• _Texto_
►
O Jovem Pataxó vem se preparando para seguir na nova profissão de modelo (Divulgação/Instagram)

Descoberta

Em um bate-papo descontraído com a nossa equipe, Noah já foi se desculpando pelo nervosismo, pois, segundo ele, essa seria a segunda entrevista que ele daria como modelo à imprensa [risos]. “Desculpa, mas ainda estou me acostumando com isso. Ontem, foi minha primeira entrevista e eu estava muito nervoso, hoje, estou um pouco mais confiante, porém, nervoso”, brincou ele, que está aproveitando o período de isolamento social para estudar inglês e se preparar  para a nova fase de sua vida.
◄
• _Registros_
►
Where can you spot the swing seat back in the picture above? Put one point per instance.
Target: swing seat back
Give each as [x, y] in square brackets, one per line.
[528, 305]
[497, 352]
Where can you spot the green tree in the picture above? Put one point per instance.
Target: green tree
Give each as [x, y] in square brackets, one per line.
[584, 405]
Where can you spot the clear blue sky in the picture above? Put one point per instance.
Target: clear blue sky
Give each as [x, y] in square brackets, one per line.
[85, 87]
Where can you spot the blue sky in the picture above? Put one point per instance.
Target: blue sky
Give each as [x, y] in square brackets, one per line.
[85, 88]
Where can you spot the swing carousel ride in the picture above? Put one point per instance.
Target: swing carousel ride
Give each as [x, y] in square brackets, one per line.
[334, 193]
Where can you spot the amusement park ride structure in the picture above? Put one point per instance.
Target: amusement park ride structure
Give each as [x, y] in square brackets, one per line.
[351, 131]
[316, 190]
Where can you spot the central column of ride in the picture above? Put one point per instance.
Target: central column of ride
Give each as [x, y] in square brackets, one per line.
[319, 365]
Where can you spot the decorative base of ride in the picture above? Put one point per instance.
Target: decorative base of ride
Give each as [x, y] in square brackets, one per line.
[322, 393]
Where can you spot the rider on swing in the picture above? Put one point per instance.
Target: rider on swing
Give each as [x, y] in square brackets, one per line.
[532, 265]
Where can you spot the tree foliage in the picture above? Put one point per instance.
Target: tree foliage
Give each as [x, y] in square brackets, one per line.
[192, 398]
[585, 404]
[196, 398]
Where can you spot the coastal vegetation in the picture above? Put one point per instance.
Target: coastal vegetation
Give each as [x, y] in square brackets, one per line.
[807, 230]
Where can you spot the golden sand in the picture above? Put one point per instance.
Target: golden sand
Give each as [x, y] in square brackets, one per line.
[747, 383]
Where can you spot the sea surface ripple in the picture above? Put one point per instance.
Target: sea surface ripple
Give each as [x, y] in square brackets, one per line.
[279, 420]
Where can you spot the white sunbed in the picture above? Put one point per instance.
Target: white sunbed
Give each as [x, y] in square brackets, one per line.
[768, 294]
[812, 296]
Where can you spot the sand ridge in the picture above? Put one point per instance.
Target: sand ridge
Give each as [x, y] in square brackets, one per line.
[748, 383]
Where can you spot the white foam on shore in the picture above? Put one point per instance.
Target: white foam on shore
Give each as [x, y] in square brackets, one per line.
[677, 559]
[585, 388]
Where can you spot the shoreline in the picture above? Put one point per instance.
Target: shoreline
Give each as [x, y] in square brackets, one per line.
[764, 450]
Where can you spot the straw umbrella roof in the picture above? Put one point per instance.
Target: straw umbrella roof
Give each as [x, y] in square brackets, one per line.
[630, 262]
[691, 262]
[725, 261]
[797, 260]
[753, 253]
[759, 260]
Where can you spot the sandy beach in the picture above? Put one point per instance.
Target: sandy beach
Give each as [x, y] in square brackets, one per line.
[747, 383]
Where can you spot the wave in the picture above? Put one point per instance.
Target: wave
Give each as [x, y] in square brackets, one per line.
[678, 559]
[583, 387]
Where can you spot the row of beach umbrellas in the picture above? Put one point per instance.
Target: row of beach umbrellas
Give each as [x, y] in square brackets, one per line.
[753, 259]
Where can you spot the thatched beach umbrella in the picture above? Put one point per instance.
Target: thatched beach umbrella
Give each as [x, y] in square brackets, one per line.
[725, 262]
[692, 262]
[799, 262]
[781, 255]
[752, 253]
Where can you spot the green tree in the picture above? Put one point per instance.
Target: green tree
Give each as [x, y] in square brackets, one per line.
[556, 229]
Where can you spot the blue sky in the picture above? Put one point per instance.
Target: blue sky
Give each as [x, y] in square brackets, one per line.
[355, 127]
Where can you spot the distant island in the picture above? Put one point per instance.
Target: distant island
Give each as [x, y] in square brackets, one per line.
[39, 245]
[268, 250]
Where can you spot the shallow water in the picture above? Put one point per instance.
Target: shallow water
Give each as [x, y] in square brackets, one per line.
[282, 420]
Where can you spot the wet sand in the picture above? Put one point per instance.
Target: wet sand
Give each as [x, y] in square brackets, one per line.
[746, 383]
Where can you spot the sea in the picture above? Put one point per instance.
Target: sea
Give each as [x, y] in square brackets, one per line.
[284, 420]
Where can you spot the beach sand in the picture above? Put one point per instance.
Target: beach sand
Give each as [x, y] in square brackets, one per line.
◄
• _Conjunto de tarefas_
**1)** Segundo o texto sobre o jovem modelo pataxó, o que Noah está estudando durante o período de isolamento social?
**2)** Apresente a continuação do texto sobre o jovem modelo pataxó, começando logo após a última frase dele.

• _Respostas_
**1)** Noah está estudando inglês.

**2)**
Sua história começou quando o jovem Pataxó desembarcou em São Paulo, em fevereiro passado, decidido a bater de porta em porta nas agências de modelo e deixar suas fotos. No entanto, a pandemia de Covid-19 freou sua caminhada em solo paulistano, levando-o de volta a Jequié, no final de março, sem ter sido chamado por nenhuma agência de modelos.

“Na minha cidade não tem nenhuma agência de modelo, inclusive fui enganado por uma que se intitulava agência. Por isso, após concluir o ensino médio, vendi uma bicicleta, um computador e passei a vender rifa para juntar de dinheiro para tentar meu sonho de modelo em São Paulo”, relembra o modelo. 

De volta ao lar, Noah passou a morar com seus avós para dar suporte a eles neste período de pandemia. Neste ínterim, o Vivaldo viu suas fotos por meio do Instagram e mandou-lhe uma mensagem, conversaram e em agosto o jovem indígena foi apresentado ao Anderson Baumgartner, diretor da Way Model, uma das maiores agências de modelos do Brasil, responsável por gerenciar a carreira de beldades consagradas internacionalmente como Alessandra Ambrósio, Carol Trentini, Sasha Meneghel, entre outras.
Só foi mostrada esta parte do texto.